* [THE TASK] Nothing in the records may change when you print them out again.

* [INFORMATION SUPPLIED]
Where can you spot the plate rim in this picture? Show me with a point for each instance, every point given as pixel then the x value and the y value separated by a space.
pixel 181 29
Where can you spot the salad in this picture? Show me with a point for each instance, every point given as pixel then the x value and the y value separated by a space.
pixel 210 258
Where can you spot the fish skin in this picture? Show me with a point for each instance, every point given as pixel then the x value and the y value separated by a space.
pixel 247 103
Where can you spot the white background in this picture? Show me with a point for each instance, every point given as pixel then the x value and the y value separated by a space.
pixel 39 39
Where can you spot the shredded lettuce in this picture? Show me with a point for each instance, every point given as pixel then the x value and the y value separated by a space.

* [WRITTEN REPLY]
Where can you spot the plate rim in this picture? Show me with a point for each instance, every point given as pixel then the x value and the y value separated by a space.
pixel 181 29
Where can you spot the salad in this picture? Show me with a point for each instance, every point given as pixel then the x value and the y value separated by a space.
pixel 210 258
Where can you spot the fish skin in this picture? Show me with a point for each instance, every point given as pixel then the x value and the y value separated by a space.
pixel 247 103
Where can you spot the white background in this picture? Show me with a point for each instance, every point given as pixel then the x value and the y value separated by a space.
pixel 39 39
Where can you spot the shredded lettuce in this picture? Show me with a point for each instance, every point given as pixel then the x value and the y value separated by a space.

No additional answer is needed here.